• ASSIGNED TASK
Do these statements agree with the passage below on carrier systems for drug delivery? Answer yes or no for each, and quote the words of the passage that decide it.
1. Many known carrier systems are dedicated to one substance or one class of substances.
2. The ratio of active to inactive ingredient in a carrier can be changed without further experimentation.
3. Alginate beads are among the carrier materials that the passage names.

• EXCERPT PROVIDED
• • • •

Recognition of the advantages obtained by the targeting and/or the controlled release delivery of therapeutic and diagnostic agents has inspired a lot of research and development of a variety of carrier systems. These range from a general purpose controlled or sustained release systems to systems which are specifically designed to suit a particular application. Depending on the type and nature of the active substance involved, numerous systems for the delivery of antibiotics, vitamins, proteins, etc. have been developed. A number of different carrier materials, from alginate or agar beads and phospholipid coatings or liposomes to very sophisticated polymeric materials, are known or currently in use for the encapsulation of active substances. However, many of the known systems are either too specific, i.e. dedicated to a single substance or at most to a single class of substances, and therefore are of little help when different active substances are considered. Being specifically chosen to carry a specific substance, many of the known delivery vehicles do not provide sufficient flexibility in modifying their release characteristics or biodegradability. Any changes of the nature of the carrier and/or the active to inactive ingredient ratio inevitably requires additional experimentation.

• • • •

• SOURCE DATA
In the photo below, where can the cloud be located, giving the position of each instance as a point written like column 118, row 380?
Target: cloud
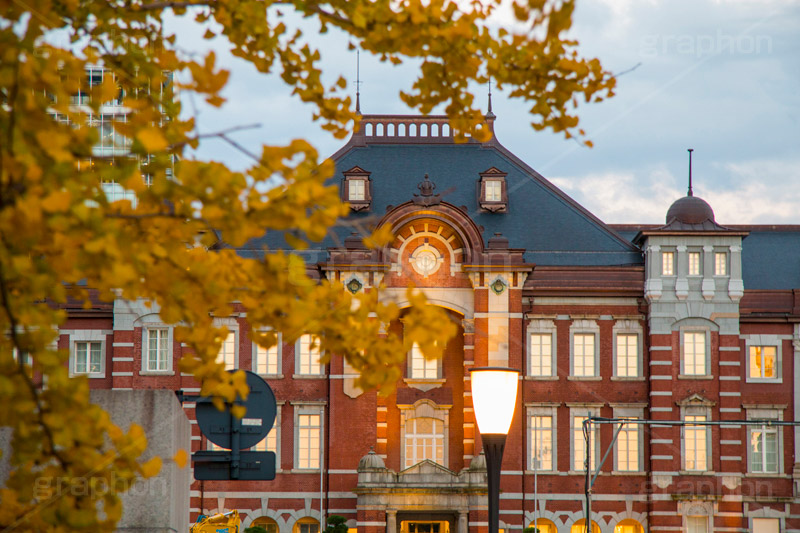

• • • •

• ANSWER TO THE PROBLEM
1. Yes: "many of the known systems are either too specific, i.e. dedicated to a single substance or at most to a single class of substances"
2. No: "Any changes of the nature of the carrier and/or the active to inactive ingredient ratio inevitably requires additional experimentation."
3. Yes: "from alginate or agar beads and phospholipid coatings or liposomes to very sophisticated polymeric materials, are known or currently in use"